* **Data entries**
──────

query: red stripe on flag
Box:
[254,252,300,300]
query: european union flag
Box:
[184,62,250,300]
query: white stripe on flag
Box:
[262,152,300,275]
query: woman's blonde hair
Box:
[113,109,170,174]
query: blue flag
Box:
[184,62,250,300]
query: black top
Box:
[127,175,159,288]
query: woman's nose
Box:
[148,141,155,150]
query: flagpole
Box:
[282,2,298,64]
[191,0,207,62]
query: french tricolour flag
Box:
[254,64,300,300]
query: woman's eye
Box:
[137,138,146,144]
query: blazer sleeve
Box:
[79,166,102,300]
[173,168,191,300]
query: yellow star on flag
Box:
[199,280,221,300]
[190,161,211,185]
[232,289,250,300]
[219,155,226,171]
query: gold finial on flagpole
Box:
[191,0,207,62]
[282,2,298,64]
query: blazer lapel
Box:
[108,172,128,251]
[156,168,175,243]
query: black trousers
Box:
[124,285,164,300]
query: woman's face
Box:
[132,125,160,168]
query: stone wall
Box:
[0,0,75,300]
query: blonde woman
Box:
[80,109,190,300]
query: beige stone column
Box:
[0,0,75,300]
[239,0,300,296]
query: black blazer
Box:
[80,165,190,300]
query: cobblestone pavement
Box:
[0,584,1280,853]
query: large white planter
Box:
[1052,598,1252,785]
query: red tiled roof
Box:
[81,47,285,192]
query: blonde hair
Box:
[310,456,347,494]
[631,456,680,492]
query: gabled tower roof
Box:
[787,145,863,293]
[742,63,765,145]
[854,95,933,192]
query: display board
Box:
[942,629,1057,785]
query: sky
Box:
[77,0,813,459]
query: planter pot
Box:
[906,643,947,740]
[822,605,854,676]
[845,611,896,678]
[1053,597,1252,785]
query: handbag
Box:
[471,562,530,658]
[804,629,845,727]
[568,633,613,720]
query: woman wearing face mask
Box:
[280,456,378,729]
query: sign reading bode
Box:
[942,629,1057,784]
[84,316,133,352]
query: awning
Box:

──────

Report each line of the items above that contains the word "blonde". Case counts, so copy a line only if the word appears there with the same capitalization.

query: woman's blonde hair
query: blonde woman
query: blonde hair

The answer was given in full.